● TASK DETAILS
Continue the biography of the hip hop DJ DJ.Fresh from its final sentence.

Begin QUOTED TEXT

Marqus Brown, known as DJ.Fresh, is an American hip hop DJ based in Oakland and Los Angeles, California. Acclaim for his work includes being named to XXL magazine's 30 Best Hip-Hop Producers of 2016. In 2006 DJ.Fresh began releasing his The Tonite Show series of albums, which have featured artists such as Yukmouth and Raekwon. He has also released a number of mixtapes and has produced albums for other artists. His 2013 collaboration with J. Stalin, Miracle & Nightmare on 10th Street, peaked at #61 on the R&B/Hip-Hop Albums chart and at #28 on the Heatseekers Albums chart.

Early life
Marqus Brown was born and raised in Baltimore, Maryland. While an adolescent in Baltimore he became immersed in hip hop culture, and he started mixing vinyl on turntables at age nine. Among his early musical influences were soul, hip hop, and jazz artists popular in the 1970s and 1980s, including Anita Baker, Whitney Houston, and the Gap Band.

He moved with his mother and siblings to the San Francisco Bay Area in California at nine years old. The crew battled and performed around the Bay Area.

Music career

Early years 

DJ.Fresh's first major break was DJing at a show in San Francisco with Common at the age of 18, and shortly afterwards he Deejayed on two tours for the rapper Nas. He began producing his own music as well, creating beats with turntables and a digital audio workstation. In 1999 he was named the 3rd best DJ in the US by ITF (International Turntablist Federation).

While he initially mixed with the moniker DJ Fresh, he adopted the name the Worlds Freshest (DJ.Fresh) to avoid confusion with DJ Fresh, the English producer of the same name.

The Tonite Show series 
In 2005 DJ.Fresh started "The Tonite Show" album series, where he produces albums with guest artists that have since included Freddie Gibbs, the Jacka, the Grouch, J-Stalin, Yukmouth, Mitchy Slick, E-40, and Raekwon.

His 2014 Tonite Show release with Trae Tha Truth received a positive review from RapReviews.com, who stated the album "shows glimpses of a nice little partnership brewing".

End QUOTED TEXT
Begin DATASET CONTENT

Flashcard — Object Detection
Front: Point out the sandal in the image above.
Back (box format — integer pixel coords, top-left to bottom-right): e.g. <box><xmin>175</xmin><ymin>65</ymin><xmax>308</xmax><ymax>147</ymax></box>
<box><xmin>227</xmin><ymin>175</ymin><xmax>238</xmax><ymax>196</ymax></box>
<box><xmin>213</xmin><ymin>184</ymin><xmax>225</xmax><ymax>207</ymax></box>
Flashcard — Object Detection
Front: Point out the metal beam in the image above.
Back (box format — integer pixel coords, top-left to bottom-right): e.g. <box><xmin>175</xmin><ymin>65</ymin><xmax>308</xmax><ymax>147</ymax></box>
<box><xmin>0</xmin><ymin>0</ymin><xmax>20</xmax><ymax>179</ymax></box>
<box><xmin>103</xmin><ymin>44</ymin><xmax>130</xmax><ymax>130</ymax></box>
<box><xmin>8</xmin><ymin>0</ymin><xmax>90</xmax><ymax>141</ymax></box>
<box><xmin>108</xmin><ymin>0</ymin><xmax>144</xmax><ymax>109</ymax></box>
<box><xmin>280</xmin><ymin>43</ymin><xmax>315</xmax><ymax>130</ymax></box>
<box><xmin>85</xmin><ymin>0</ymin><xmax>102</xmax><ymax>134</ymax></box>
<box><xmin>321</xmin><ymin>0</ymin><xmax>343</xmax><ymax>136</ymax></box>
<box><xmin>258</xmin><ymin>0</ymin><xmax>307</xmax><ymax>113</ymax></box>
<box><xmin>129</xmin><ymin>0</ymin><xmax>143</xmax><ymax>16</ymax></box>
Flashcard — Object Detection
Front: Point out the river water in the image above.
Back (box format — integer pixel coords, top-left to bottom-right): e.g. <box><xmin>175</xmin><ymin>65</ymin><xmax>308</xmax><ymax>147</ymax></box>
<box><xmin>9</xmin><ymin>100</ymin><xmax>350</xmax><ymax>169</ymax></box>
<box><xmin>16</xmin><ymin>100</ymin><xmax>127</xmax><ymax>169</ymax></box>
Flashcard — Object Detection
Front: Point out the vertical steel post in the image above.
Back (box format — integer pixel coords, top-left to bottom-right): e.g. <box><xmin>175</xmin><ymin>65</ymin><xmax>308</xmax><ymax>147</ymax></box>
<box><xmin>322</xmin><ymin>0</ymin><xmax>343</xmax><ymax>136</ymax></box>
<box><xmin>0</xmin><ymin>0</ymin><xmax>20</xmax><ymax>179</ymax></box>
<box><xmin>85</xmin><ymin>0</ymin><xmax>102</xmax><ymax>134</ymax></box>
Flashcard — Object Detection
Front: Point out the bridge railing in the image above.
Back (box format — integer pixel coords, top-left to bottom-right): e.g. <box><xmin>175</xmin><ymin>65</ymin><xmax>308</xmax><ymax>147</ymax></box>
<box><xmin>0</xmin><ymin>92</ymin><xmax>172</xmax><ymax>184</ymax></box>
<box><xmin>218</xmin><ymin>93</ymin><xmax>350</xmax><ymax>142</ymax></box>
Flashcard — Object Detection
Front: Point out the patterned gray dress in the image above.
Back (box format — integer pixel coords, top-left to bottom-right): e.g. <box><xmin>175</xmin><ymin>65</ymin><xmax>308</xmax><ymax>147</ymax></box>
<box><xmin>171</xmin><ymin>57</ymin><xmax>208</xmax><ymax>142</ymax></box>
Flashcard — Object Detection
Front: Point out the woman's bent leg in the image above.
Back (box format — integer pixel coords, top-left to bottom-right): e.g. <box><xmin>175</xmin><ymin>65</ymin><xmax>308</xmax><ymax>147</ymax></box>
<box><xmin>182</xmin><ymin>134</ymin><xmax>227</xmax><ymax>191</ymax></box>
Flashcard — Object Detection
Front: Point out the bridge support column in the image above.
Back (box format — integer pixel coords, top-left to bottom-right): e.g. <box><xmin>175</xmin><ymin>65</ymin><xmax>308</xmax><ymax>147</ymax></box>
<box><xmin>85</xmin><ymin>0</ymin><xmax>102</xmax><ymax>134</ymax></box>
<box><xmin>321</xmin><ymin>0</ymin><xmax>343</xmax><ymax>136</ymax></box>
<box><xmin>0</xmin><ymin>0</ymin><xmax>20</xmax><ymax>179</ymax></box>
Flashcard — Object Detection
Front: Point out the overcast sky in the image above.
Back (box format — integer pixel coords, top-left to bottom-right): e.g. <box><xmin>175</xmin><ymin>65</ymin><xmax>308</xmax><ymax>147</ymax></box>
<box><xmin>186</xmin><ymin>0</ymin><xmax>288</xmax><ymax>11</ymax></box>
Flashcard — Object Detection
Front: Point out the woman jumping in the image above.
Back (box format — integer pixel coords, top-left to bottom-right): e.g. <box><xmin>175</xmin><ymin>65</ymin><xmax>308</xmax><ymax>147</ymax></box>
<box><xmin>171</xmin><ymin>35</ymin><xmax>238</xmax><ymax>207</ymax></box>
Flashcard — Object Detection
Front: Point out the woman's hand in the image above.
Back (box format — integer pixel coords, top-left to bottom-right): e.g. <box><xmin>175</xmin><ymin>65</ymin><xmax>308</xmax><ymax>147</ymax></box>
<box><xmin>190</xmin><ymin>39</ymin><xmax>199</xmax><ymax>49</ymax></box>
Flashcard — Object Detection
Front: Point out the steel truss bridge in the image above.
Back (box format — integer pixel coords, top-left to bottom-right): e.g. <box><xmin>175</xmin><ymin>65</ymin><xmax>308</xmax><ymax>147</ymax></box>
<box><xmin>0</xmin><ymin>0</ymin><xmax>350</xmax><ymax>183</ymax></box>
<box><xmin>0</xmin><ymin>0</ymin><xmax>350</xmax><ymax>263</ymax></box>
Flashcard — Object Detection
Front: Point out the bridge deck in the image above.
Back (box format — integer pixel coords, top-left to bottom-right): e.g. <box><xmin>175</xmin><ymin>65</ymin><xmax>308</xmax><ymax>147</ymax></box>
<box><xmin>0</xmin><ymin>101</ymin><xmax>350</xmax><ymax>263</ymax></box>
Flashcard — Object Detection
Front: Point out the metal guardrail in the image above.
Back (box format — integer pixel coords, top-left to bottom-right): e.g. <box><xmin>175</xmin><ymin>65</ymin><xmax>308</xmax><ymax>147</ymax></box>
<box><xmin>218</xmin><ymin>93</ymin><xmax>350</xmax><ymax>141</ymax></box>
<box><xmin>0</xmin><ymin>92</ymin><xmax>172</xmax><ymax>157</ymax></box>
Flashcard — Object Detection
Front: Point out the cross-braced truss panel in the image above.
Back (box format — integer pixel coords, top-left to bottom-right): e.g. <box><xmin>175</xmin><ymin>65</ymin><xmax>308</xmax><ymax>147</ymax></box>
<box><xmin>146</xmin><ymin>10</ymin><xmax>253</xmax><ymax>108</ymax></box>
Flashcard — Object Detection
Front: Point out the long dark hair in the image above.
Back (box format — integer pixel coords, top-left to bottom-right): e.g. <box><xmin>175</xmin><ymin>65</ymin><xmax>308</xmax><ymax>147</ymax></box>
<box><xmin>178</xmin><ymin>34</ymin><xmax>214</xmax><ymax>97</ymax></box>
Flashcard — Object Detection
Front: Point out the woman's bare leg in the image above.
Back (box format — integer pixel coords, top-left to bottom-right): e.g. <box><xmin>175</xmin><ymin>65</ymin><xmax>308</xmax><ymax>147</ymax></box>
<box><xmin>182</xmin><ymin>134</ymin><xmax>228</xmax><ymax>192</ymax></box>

End DATASET CONTENT

● EXERCISE RESPONSE
Recent production 
In 2006 DJ.Fresh began producing for a number of major artists, starting with the album The Real World West Oakland by J. Stalin. In the next two years he worked on albums by Shady Nate and Bicasso as well, and that later extended to artists such as Mitchy Slick. He won Best West Coast Producer in 2009–10. As of 2010 he ran the Whole Shabang production team, with producers such as Jamon Dru, Mr. Tower, Sneaky Mike, Face the Music, Mike Rimzo, Scandal Beats & Young Gully.

Miracle & Nightmare On 10th Street is a double disc collaboration album between J. Stalin and DJ.Fresh, released on July 16, 2013. It peaked at #61 on the R&B/Hip-Hop Albums chart and at #28 on the Heatseekers Albums chart.

He also released the album Feet Match the Paint with Mitchy Slick in 2013, and in 2014 he released his Boomin' System Mixtape, which has guest artists such as Scarface and Kendrick Lamar. The mixtape was received positively, and a review by Complex praised the variety and unpredictability of the production styles.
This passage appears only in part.